■ SELECTION:
+ + + + + + +
Everything is on the table for the future of the sport beyond 2020: changes to how much money teams earn and can win, a total overhaul of the sporting and technical rules including a revised engine formula, new race weekend formats and more.

A revolution in the sport could be as little as three years away. Are F1 drivers excited, intrigued, indifferent? From the comments of six of them in Bahrain today, a mix of all three. Here’s what they had to say.

“We want the best for our sport”

Ross Brawn, Circuit of the Americas, 2017
The Brawn ultimatum? Why F1’s future hangs on Friday’s crunch meeting
Two years ago, in the wake of Formula One’s disastrous, short-lived flirtation with a new qualifying format, the Grand Prix Drivers’ Association wrote an open letter calling for a major overhaul in how the sport is run to “make it fit and exciting for many years and generations to come”.

Since then the ownership of F1’s commercial rights has changed hands from CVC Capital Partners, who placed Bernie Ecclestone in charge, to Liberty Media. The 2021 season represents their first opportunity to make major changes. According to Sergio Perez, the GPDA intends to do “whatever we can do to help”.
+ + + + + + +
■ GIVEN TASK A:
List every person the Formula One text names.

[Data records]
+ + + + + + +
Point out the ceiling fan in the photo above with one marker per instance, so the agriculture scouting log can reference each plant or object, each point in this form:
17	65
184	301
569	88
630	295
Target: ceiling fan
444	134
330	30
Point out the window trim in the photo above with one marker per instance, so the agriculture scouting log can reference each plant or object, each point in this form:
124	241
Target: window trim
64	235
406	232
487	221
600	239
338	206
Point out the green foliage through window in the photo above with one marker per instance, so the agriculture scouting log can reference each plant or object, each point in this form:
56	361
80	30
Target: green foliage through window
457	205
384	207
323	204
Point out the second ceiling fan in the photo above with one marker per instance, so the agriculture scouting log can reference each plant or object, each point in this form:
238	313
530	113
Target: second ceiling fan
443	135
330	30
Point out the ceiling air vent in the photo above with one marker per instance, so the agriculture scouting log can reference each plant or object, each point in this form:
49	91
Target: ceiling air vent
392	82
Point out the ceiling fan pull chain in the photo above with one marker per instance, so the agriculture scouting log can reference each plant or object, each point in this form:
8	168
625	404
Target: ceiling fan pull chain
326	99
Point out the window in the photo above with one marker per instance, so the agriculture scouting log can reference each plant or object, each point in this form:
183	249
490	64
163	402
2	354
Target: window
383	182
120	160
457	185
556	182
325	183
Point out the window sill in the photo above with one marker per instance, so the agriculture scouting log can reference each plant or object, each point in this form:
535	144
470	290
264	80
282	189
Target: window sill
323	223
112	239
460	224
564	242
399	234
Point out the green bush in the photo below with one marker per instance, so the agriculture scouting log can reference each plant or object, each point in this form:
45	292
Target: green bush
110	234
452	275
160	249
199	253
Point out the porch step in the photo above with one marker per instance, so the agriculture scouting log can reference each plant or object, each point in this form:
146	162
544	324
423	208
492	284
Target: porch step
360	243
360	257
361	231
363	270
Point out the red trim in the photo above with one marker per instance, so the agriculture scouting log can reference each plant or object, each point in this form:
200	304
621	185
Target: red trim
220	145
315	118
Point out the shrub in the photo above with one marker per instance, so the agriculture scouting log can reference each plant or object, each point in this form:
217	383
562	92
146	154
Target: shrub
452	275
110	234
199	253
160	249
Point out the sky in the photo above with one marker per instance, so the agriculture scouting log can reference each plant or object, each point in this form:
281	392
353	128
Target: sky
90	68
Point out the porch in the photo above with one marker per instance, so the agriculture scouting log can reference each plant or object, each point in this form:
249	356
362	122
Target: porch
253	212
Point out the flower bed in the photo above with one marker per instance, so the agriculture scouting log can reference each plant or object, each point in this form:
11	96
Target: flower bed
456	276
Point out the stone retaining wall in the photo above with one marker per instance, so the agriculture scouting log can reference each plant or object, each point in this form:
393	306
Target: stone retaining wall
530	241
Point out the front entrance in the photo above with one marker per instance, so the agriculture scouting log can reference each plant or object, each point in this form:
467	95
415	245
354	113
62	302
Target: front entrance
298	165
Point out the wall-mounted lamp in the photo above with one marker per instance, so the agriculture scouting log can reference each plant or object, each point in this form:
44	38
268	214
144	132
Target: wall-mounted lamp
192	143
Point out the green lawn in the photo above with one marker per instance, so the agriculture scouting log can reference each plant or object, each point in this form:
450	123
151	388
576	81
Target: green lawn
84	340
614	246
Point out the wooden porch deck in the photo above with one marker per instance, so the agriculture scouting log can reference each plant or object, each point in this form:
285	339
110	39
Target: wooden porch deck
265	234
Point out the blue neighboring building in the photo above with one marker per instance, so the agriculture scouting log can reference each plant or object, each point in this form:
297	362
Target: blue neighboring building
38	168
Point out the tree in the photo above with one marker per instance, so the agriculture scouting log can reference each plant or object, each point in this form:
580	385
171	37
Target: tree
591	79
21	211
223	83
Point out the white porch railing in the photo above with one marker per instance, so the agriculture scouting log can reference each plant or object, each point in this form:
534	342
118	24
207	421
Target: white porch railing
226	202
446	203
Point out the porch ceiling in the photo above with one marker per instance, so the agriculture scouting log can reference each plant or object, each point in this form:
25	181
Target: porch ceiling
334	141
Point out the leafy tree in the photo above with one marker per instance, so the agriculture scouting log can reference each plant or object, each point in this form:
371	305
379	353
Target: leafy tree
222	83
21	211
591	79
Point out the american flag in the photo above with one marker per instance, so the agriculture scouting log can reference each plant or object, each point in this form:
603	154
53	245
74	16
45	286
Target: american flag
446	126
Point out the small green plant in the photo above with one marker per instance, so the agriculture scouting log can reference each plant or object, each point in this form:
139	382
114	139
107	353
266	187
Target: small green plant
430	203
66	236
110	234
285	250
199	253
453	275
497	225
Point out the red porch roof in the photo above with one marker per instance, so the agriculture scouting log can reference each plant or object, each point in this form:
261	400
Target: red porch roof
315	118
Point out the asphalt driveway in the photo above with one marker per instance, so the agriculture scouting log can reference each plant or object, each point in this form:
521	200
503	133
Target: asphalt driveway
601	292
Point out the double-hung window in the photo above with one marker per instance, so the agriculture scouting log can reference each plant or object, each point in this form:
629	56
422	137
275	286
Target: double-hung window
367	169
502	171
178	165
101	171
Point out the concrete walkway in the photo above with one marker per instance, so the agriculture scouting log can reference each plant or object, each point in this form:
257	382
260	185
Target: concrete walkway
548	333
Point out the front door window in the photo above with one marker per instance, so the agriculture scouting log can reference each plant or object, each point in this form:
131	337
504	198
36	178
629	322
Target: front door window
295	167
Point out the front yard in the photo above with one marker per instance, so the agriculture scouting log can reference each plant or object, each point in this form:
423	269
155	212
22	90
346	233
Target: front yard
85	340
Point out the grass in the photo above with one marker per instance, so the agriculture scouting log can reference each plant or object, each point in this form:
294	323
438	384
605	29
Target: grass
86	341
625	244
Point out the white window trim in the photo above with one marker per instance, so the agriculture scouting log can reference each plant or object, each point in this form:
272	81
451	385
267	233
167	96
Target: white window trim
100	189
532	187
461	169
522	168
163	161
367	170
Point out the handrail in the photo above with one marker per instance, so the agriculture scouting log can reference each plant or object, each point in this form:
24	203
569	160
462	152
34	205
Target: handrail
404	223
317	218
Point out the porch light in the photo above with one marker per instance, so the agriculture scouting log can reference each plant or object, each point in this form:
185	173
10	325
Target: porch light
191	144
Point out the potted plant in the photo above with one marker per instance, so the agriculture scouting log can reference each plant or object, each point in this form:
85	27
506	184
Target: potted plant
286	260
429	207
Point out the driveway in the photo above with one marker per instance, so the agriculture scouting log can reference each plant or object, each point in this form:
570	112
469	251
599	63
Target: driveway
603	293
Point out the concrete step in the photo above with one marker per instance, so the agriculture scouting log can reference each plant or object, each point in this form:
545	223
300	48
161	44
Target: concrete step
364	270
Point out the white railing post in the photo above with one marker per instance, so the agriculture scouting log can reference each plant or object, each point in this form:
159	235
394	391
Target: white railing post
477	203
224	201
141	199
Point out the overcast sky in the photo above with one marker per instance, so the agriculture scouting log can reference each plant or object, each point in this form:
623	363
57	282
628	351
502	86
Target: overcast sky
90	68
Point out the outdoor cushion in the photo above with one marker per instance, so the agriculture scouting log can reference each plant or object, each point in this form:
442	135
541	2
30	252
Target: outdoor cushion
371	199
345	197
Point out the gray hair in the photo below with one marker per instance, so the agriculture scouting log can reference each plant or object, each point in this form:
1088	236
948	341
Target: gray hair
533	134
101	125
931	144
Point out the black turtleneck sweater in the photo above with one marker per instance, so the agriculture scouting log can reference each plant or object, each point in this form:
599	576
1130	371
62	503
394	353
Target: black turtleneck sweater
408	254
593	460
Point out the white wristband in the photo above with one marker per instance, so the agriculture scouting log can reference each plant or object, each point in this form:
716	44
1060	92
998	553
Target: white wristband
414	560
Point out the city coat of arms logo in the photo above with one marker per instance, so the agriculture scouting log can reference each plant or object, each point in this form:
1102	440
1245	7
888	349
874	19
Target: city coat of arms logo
+ + + + + + +
■ GIVEN TASK B:
In the data records, start at the line that has "Point out the white wristband" and continue to the end of the records. Rename "scouting log" to "field notebook" throughout that stretch, keeping everything else the same, and give only those lines.

■ CORRECT ANSWER A:
Ross Brawn
Bernie Ecclestone
Sergio Perez

■ CORRECT ANSWER B:
Point out the white wristband in the photo above with one marker per instance, so the agriculture field notebook can reference each plant or object, each point in this form:
716	44
1060	92
998	553
Target: white wristband
414	560
Point out the city coat of arms logo in the photo above with one marker per instance, so the agriculture field notebook can reference each plant or object, each point in this form:
1102	440
1245	7
888	349
874	19
Target: city coat of arms logo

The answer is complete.